§ Do this:
Omit all images, then return the remaining material exactly as it stands.

§ Position identification records:
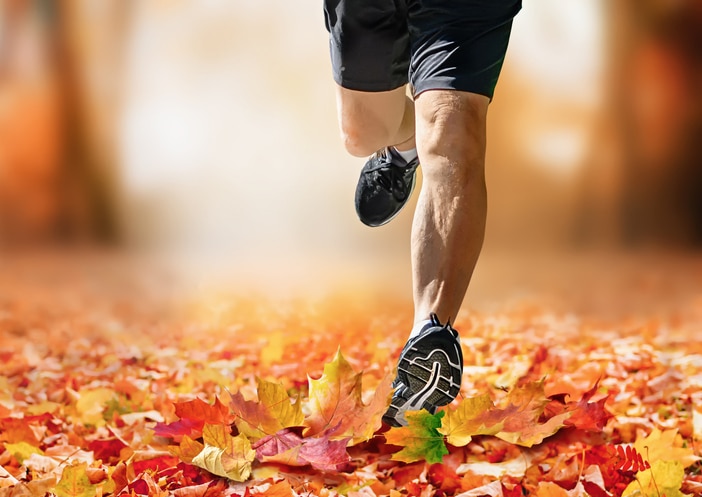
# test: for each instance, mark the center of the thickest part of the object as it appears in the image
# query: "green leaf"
(224, 455)
(662, 478)
(420, 439)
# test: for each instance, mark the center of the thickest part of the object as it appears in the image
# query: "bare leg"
(370, 121)
(449, 222)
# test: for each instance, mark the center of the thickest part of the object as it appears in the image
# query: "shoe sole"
(377, 225)
(432, 370)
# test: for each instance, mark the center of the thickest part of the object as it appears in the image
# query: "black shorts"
(380, 45)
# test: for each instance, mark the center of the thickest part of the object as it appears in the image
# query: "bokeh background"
(204, 132)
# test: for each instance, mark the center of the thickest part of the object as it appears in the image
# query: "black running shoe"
(385, 185)
(429, 372)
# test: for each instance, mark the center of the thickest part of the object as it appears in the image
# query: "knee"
(451, 135)
(357, 139)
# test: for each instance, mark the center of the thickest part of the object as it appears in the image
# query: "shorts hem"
(367, 86)
(441, 84)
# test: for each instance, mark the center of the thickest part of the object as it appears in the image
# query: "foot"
(385, 185)
(429, 372)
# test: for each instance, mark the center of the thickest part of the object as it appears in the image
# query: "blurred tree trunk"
(89, 40)
(60, 82)
(644, 182)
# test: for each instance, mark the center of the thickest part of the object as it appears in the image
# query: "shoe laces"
(390, 176)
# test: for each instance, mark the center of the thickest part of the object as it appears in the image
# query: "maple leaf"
(273, 411)
(473, 416)
(92, 403)
(224, 455)
(535, 433)
(662, 478)
(22, 450)
(666, 446)
(420, 439)
(74, 482)
(187, 449)
(280, 489)
(585, 415)
(525, 404)
(335, 400)
(289, 447)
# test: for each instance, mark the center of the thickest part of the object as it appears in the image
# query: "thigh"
(370, 118)
(459, 44)
(368, 43)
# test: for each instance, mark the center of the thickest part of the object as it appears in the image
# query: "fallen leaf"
(335, 401)
(74, 482)
(473, 416)
(224, 455)
(289, 447)
(420, 439)
(22, 450)
(273, 411)
(665, 446)
(662, 478)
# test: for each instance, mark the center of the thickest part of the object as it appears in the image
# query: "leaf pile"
(100, 395)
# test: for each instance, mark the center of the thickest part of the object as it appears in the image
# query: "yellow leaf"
(470, 418)
(22, 450)
(75, 482)
(535, 433)
(92, 403)
(276, 399)
(335, 402)
(550, 489)
(664, 446)
(272, 412)
(662, 478)
(273, 350)
(224, 455)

§ Reply to the task:
# test: for each instance, mark the center of the thickest part of the object as it appears in the image
# query: "green leaf"
(224, 455)
(662, 478)
(420, 439)
# test: for each instance, mark the center of the thickest part of the object as it appears in the image
# query: "bare leg"
(370, 121)
(449, 222)
# test: for each instance, mark the center of the thickest part of the object as it appears in the image
# query: "shoe sole"
(377, 225)
(432, 370)
# test: for each instance, mark the center of the thickest part of the object as it appears in the image
# query: "black shorts"
(380, 45)
# test: for each instance, mark the center of the thickest part of the object as it appears in the image
# query: "bokeh background"
(204, 132)
# test: for each instance, mark the center of the thickest part of the object as it appears in the image
# query: "black running shoe"
(385, 185)
(429, 372)
# test: for each instance, mark the center of the thickest part of the object as it appears in the image
# query: "knee"
(451, 135)
(357, 139)
# test: for each instance, mark the center of the thickest part of the object as it appears in the image
# query: "shorts hem"
(367, 86)
(441, 84)
# test: for each instance, mark the center of the thickest part of the object as it appears in the image
# query: "foot"
(385, 185)
(429, 372)
# test: for each instance, mark the center of the thickest part of the object as it appears in the image
# query: "blurred tree trunk"
(89, 40)
(60, 82)
(644, 182)
# test: for each instance, mark the center of the thickest part of the object as it appears in the image
# query: "shoe laces"
(390, 176)
# test: for each instance, mark the center of the thickest part of the object as it appears in the image
# query: "maple leaf"
(273, 411)
(473, 416)
(92, 403)
(224, 455)
(535, 433)
(662, 478)
(22, 450)
(666, 446)
(420, 439)
(74, 482)
(187, 449)
(280, 489)
(585, 415)
(525, 404)
(335, 400)
(289, 447)
# test: for each instance, mark the center of the thickest part of the object as it appears in the image
# query: "thigh"
(370, 118)
(459, 44)
(368, 43)
# test: for each instance, mark the center of the thickest part of the object as it appears in the image
# query: "fallen leaf"
(335, 401)
(74, 482)
(473, 416)
(224, 455)
(289, 447)
(420, 439)
(22, 450)
(273, 411)
(665, 446)
(662, 478)
# test: for each instance, mark the center of the thickest part of the object as it appears in the image
# query: "leaf pile"
(100, 395)
# test: for each instance, mark the center of the thickest part of the object as it appears in the image
# query: "yellow leaf"
(470, 418)
(22, 450)
(75, 482)
(535, 433)
(92, 403)
(276, 399)
(335, 402)
(550, 489)
(664, 446)
(272, 412)
(662, 478)
(273, 350)
(224, 455)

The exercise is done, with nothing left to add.